Excerpts from Kamil Paral's message of 2017-05-11 10:35 +02:00:
On Thu, May 11, 2017 at 10:13 AM, Josef Skladanka
<jskladan(a)redhat.com>
wrote:
> ... Following up with that last sentence:
>
> I sure agree, that having thousands of Depcheck results is nonsense. And
> in this special case, I really agree that pruning the data is a good idea
> (if we have a very well defined way of devising the "this is just a
> duplicate" thing, that is). I also agree, that we don't need to have the
> whole history of all the results in one place, that is fast-read access.
> But it still makes sense (to me at least) to just have an archiving policy,
> rather than deletion policy, as the first step.
>
I didn't realize that, but that's conceptually no different from what I
proposed, right? It can still be an external process that prunes the last
day's worth of data during night, just instead of throwing those away
completely, it saves them to a secondary database. So it can be still
implemented outside of resultsdb. Correct?
Also, this could also be OK for RHEL folks, they could have different
policies for archiving, and the old results would still be available, just
in a different database (and with slower access).

☆ ☆ ☆

Written tasks
- 1) List each point that the quoted message in the thread about result archiving explicitly says it agrees with.
- 2) Carry on the thread about result archiving past its final sentence, keeping the same voice.
The lines that come next are separate material and have no connection to the mailing list discussion above.

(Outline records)
☆ ☆ ☆

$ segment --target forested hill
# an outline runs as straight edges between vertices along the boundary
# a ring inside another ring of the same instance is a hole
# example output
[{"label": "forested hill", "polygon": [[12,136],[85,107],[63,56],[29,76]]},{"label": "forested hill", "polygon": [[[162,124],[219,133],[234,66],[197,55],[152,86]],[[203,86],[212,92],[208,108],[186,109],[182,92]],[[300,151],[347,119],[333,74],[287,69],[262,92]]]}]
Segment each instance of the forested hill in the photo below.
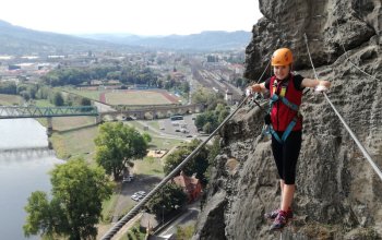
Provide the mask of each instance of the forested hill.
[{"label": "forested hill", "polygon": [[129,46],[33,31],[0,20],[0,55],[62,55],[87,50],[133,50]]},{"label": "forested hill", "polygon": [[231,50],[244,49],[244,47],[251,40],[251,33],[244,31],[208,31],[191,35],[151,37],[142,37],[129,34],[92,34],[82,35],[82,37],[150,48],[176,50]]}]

☆ ☆ ☆

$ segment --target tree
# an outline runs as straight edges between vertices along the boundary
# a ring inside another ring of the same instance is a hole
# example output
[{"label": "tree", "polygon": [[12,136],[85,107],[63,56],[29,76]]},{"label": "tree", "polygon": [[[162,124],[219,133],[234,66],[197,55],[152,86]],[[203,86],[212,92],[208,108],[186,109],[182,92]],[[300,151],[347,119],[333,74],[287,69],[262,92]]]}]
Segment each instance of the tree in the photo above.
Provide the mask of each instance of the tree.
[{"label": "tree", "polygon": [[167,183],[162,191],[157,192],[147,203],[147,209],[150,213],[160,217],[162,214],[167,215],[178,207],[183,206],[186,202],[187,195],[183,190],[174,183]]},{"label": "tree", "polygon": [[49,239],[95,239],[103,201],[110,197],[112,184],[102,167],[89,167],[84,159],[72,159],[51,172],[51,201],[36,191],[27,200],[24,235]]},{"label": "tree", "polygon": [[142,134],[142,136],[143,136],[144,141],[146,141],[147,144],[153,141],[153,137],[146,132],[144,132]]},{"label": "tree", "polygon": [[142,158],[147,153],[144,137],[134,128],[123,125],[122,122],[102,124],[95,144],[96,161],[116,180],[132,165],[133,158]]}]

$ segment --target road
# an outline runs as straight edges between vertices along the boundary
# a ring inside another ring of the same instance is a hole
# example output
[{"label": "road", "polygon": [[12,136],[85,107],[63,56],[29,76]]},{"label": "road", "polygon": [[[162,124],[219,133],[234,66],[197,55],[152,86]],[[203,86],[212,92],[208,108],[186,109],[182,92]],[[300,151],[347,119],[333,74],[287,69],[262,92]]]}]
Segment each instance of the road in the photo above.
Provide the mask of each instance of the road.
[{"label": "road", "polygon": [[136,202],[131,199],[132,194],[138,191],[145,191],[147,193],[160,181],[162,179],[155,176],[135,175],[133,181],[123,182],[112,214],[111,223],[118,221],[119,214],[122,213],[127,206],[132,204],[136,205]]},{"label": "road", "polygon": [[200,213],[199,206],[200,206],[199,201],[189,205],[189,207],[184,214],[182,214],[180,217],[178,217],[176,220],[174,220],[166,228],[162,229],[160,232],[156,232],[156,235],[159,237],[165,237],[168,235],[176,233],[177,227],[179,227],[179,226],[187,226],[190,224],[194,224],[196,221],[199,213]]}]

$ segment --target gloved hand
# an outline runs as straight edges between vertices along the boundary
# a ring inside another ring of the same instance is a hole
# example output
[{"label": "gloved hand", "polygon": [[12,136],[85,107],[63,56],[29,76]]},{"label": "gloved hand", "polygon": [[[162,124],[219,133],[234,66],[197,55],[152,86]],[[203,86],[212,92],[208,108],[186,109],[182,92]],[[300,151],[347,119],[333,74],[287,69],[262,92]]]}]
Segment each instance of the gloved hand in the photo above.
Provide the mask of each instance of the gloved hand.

☆ ☆ ☆

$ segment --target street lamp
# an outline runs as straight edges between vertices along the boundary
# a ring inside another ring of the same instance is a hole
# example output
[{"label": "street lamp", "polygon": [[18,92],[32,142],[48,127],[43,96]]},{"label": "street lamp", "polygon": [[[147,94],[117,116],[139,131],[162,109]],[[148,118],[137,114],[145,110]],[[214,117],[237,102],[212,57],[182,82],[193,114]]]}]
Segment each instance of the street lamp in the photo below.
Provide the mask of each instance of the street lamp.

☆ ☆ ☆

Answer set
- 1)
- Having thousands of Depcheck results is nonsense.
- In this special case, pruning the data is a good idea, provided there is a very well defined way of deciding what counts as a duplicate.
- There is no need to keep the whole history of all the results in one fast-read-access place.

- 2)
Unfortunately this will be basically a non-starter. Imagine that you
need to go back to an old Bodhi update that shipped three years ago for
some kind of auditing purpose. Bodhi needs to be able to show the same
results, waivers, and decisions today as it did three years ago.
Okay, maybe with Bodhi it is okay to just wing it and say "sorry the
data is gone now" but that doesn't really fly if you imagine Errata Tool
in place of Bodhi.
So I think relying on deleting/moving/archiving data out of the
ResultsDB database just to make it perform well, is not a viable option.
There really has to be a proper solution to the "how do I find the
latest relevant results" problem.
(Doing some one-off pruning to handle pathological cases like old
depcheck results is a different story -- that would be more just about
reducing the size of Fedora's ResultsDB a little, rather than being
crucial to making ResultsDB perform well.)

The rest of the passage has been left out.